Retype the records exactly, with nothing added or dropped.
== EXTRACTED RECORDS ==
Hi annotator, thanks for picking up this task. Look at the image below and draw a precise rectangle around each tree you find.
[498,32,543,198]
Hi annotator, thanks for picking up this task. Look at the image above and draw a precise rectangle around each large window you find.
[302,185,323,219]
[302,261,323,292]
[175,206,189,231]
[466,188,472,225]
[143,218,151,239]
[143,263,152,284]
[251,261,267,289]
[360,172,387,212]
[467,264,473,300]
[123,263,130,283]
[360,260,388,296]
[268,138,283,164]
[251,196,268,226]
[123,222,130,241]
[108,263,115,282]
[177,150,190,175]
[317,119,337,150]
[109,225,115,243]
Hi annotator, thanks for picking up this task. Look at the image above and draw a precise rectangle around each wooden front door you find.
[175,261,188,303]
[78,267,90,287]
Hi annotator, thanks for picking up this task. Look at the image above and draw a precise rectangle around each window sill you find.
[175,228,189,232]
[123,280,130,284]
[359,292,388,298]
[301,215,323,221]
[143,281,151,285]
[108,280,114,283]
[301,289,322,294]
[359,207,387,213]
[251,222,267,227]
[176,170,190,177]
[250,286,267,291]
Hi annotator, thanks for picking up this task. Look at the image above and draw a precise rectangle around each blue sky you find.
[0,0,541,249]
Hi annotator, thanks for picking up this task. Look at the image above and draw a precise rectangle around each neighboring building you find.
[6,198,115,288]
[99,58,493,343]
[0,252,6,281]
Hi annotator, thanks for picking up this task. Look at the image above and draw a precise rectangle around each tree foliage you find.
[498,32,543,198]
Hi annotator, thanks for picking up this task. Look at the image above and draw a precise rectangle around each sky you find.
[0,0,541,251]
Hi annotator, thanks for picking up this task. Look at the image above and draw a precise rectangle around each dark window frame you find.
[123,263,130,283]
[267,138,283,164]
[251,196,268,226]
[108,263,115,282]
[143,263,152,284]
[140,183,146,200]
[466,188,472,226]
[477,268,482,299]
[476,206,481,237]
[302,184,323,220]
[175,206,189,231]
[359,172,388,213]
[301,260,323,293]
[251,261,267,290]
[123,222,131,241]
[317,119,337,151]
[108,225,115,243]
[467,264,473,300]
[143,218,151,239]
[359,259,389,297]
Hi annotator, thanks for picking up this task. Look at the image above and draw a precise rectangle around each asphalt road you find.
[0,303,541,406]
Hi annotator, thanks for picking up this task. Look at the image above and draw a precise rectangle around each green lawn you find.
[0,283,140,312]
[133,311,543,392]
===
[RESULT OF THIS TASK]
Hi annotator, thanks for picking up this task. Look at the image below and draw a precise rectangle around each tree you find.
[498,32,543,198]
Hi annotator, thanks for picking up this task. Look at the image above and draw a precise rectangle around each large window you find.
[302,185,323,219]
[302,261,323,292]
[175,206,189,231]
[466,188,472,225]
[143,218,151,239]
[143,263,152,284]
[251,261,267,289]
[360,172,387,212]
[467,264,473,300]
[123,263,130,283]
[360,260,388,296]
[268,138,283,164]
[251,196,268,226]
[123,222,130,241]
[108,263,115,282]
[177,150,190,175]
[317,119,337,150]
[109,225,115,243]
Hi annotator, thanks for picking up this task. Look at the image above and draw a precise rectangle around each wooden front door you find.
[175,261,188,303]
[78,267,90,287]
Hi annotator, thanks for picking up this task. Look at the image above and draw a precise rectangle around each window sill you find.
[175,228,189,232]
[123,280,130,284]
[359,292,388,298]
[301,215,323,221]
[143,281,151,285]
[108,280,114,283]
[301,289,322,294]
[359,207,387,213]
[251,222,267,227]
[176,170,190,177]
[250,286,267,291]
Hi annotator, thanks for picking up this task. Look at the image above and draw a precise rectangle around each blue sky you find.
[0,0,541,249]
Hi annotator, thanks for picking up this task. Look at the image above and draw a precise rectangle around each neighboring building you find.
[6,198,115,288]
[99,58,493,343]
[0,252,6,281]
Hi annotator, thanks for picking up this task. Look at the image above and draw a precise rectangle around each tree foliage you find.
[498,32,543,198]
Hi annotator, thanks for picking up this task. Look at the image above and draw a precise rectangle around each sky you find.
[0,0,541,251]
Hi annotator, thanks for picking up this task. Look at the image above and draw a precise rectangle around each dark window frame you find.
[123,263,130,283]
[267,138,283,164]
[251,196,268,226]
[108,263,115,282]
[143,263,152,284]
[140,183,146,200]
[466,188,472,226]
[477,268,482,299]
[476,206,481,237]
[302,184,323,220]
[175,206,189,231]
[359,172,388,213]
[301,260,323,293]
[251,261,267,290]
[123,222,131,241]
[317,119,337,151]
[108,225,115,243]
[467,264,473,300]
[143,218,151,239]
[359,259,389,297]
Hi annotator, thanks for picking up this task. Look at the image above and draw a precise rectangle around each asphalt road you find.
[0,303,541,406]
Hi annotator, thanks for picking up this task. Look at the image above and draw a precise rectangle around each green lawn you find.
[0,283,140,312]
[133,311,543,392]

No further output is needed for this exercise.